**PASSAGE:**
___

He and the rest of the world share that same perspective.
It's deja vu all over again. As with Iraq's imaginary "weapons of mass destruction", the U.S. "cannot wait for the smoking gun to appear as a mushroom cloud." So, just like those religious nuts who "cannot wait" for The Rapture to get here, the U.S. will do everything it can to hurry things along -- with a little help from its "best ally" in the Middle East, of course.
In fact, the U.S. is already in the process of declaring war on Iran in HR 2194, the Comprehensive Iran Sanctions, Accountability and Divestment Act. The sanctions in that bill, and the blockade of Iran necessary to fully enforce them, are in themselves acts of war according to international law.
I'm ashamed to admit it, but I'm rapidly reaching the point where I almost hope the world's two top terrorist nations do bring the whole global temple down on their own heads and get it over with. The incessant lies and hypocrisy have become unendurable.
REF: http://www.informationclearinghouse.info/article25302.htm
See how much you know about Iran from Iran Quiz.
This article helps improve your score.
http://www.countercurrents.org/rudolph240410.htm
Israel has how many nukes? As I see it, any group capable of murdering the Son of God is the biggest threat in the region.
Last I heard, he and his dad were plotting their own revenge with a little help from the Holy Ghost, Tim LaHaye and Jerry B. Jenkins.
*Comment deleted by site administrators for violating our Comment Policy*
see: http://www.commondreams.org/comment-policy
Your link is to an article by Wayne Madsen, whose reliability is,to say the least, questionable. He has asserted, among other things, that the Bush administration was behind 9-11. The whole business about broken glass is just plain bizarre, but not atypical.
I take greater exception to your quote from Menachim Begin, supposedly from The New Statesman. I could not find any such article, nor any other source for the alleged comments. Begin, although guilty of many crimes dating back to his days as an Irgun terrorist, was not known to ever use the kind of language you attribute to him, which sounds like a gloss on an old Nazi rant. That magazine also has a history of unreliability and anti-Semitism.
I am not familiar with Mr. Madsen, but, I, too, assert the Bush administration was behind September 11...
Me, too. Partly, at least, with help from Israel.
Me too. And that means Valatius will most likely question our reliability as well.
Oh well . . .
You may add me to the growing list. Speculation was rampant throughout Europe the days following 9/11 that the Israeli Mossad likely had a hand in orchestrating and cooridinating this spectacle using unsuspecting Arabs primarily from Saudi Arabia who were completely unaware who was behind the curtain running the show. Alice in Wonderland is a timeless parable.

___

**GOAL OF THE EXERCISE:** Print the comment thread word for word, starting at "I am not familiar" and ending at "help from Israel.". The records are not needed.

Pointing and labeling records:

___

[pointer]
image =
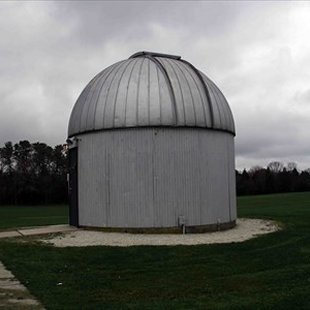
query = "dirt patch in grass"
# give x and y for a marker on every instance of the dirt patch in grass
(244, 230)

___

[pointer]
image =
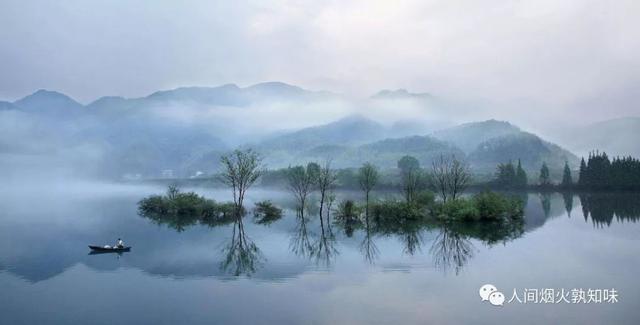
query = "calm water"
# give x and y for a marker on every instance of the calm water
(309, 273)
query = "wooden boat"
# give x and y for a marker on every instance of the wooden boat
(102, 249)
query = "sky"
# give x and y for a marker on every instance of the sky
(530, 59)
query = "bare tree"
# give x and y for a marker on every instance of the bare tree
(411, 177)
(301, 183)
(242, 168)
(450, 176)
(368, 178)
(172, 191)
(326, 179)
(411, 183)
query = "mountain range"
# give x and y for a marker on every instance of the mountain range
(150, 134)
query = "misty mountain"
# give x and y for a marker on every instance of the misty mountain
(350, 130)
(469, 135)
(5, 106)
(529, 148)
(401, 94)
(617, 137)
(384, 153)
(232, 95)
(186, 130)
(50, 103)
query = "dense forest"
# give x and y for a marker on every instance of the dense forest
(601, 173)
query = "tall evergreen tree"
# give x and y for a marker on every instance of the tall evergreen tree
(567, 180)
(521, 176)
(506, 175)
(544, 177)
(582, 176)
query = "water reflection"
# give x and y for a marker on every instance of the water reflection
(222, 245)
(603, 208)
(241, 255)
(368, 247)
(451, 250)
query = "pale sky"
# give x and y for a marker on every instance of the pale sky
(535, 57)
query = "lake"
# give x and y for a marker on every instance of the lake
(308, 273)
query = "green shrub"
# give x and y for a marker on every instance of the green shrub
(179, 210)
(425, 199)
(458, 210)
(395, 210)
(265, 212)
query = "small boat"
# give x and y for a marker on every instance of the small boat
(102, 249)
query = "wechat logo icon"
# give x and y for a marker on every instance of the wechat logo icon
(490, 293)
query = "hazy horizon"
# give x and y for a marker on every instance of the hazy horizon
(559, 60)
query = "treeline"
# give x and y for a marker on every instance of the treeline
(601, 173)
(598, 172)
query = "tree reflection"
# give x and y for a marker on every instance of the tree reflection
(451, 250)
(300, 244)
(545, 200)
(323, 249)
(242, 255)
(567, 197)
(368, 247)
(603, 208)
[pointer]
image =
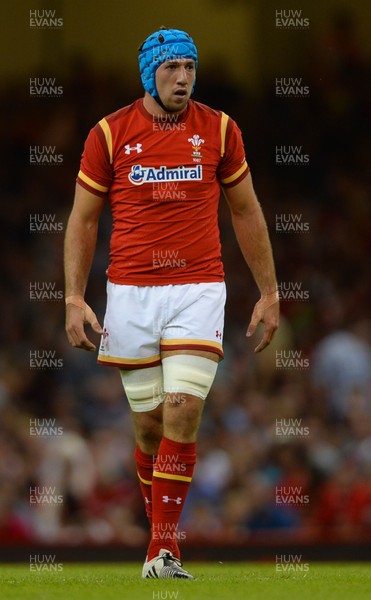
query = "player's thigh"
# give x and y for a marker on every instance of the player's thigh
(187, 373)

___

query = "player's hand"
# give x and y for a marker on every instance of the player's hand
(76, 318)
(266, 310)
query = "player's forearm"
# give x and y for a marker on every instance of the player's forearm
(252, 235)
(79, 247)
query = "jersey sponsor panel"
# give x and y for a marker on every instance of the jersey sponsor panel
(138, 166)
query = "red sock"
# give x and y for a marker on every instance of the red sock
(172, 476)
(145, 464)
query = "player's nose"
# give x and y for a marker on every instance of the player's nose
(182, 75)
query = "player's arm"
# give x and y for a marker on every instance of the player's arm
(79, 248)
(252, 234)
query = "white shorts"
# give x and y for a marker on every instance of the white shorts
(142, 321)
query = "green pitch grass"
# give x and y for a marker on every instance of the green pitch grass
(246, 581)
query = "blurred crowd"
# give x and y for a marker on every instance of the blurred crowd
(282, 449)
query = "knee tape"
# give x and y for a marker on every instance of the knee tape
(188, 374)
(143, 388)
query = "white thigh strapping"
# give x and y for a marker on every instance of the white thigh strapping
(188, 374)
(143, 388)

___

**RESPONSE TO THIS EXERCISE:**
I am not familiar with Mr. Madsen, but, I, too, assert the Bush administration was behind September 11...
Me, too. Partly, at least, with help from Israel.